**What you will do**
List every line in the material below that contains the string "bumper", matching case exactly.
════
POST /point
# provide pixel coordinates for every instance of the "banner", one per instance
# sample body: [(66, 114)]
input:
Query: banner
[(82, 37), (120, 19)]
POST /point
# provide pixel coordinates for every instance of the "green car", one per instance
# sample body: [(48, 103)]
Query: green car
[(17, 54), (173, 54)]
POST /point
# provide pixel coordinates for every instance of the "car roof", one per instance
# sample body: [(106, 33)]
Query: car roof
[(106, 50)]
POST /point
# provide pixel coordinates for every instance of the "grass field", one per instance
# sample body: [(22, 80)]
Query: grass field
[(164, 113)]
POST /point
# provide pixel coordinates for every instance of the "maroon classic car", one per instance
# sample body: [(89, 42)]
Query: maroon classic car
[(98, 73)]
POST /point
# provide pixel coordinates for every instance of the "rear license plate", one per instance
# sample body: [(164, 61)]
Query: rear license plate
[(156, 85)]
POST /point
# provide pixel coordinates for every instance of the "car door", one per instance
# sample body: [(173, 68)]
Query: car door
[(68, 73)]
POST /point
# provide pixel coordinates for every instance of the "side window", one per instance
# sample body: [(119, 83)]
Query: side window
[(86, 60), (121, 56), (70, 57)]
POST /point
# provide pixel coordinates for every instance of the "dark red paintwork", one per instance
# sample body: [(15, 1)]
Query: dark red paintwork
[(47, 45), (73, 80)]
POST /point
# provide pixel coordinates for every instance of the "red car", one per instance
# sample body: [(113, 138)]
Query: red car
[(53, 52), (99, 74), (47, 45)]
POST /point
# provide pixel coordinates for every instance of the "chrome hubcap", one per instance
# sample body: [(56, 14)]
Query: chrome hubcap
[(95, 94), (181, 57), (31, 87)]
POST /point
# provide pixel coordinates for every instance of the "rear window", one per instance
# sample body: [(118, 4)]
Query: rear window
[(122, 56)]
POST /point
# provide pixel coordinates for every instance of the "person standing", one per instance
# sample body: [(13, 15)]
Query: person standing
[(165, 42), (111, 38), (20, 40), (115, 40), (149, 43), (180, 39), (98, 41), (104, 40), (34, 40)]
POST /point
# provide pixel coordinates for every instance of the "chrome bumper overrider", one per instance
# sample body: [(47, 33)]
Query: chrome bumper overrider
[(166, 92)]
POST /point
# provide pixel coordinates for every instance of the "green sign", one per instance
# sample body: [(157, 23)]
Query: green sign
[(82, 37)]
════
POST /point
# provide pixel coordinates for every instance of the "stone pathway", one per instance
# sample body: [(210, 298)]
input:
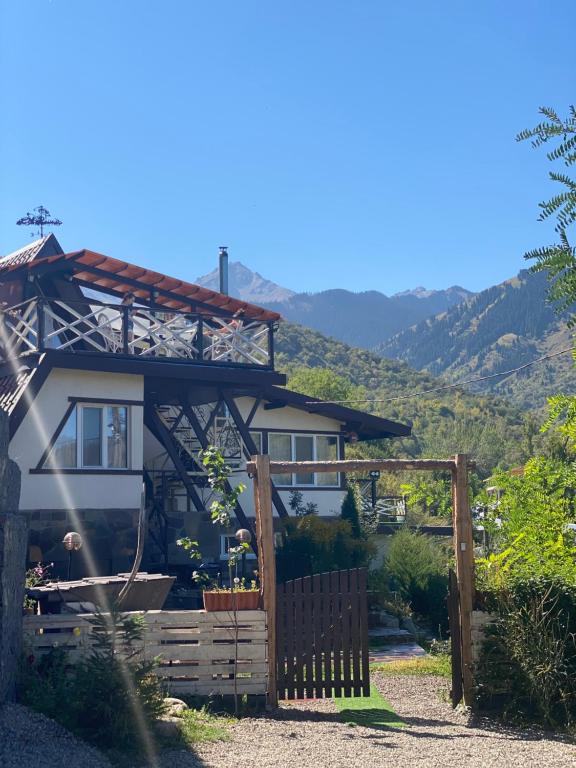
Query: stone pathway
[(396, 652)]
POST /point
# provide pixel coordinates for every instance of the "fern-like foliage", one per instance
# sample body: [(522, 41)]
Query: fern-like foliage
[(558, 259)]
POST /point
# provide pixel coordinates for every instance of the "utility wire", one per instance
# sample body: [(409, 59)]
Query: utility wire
════
**Solution to the exercise**
# provide pixel coordinates for every instance of the "chrome bumper overrider", one per instance
Query: chrome bumper overrider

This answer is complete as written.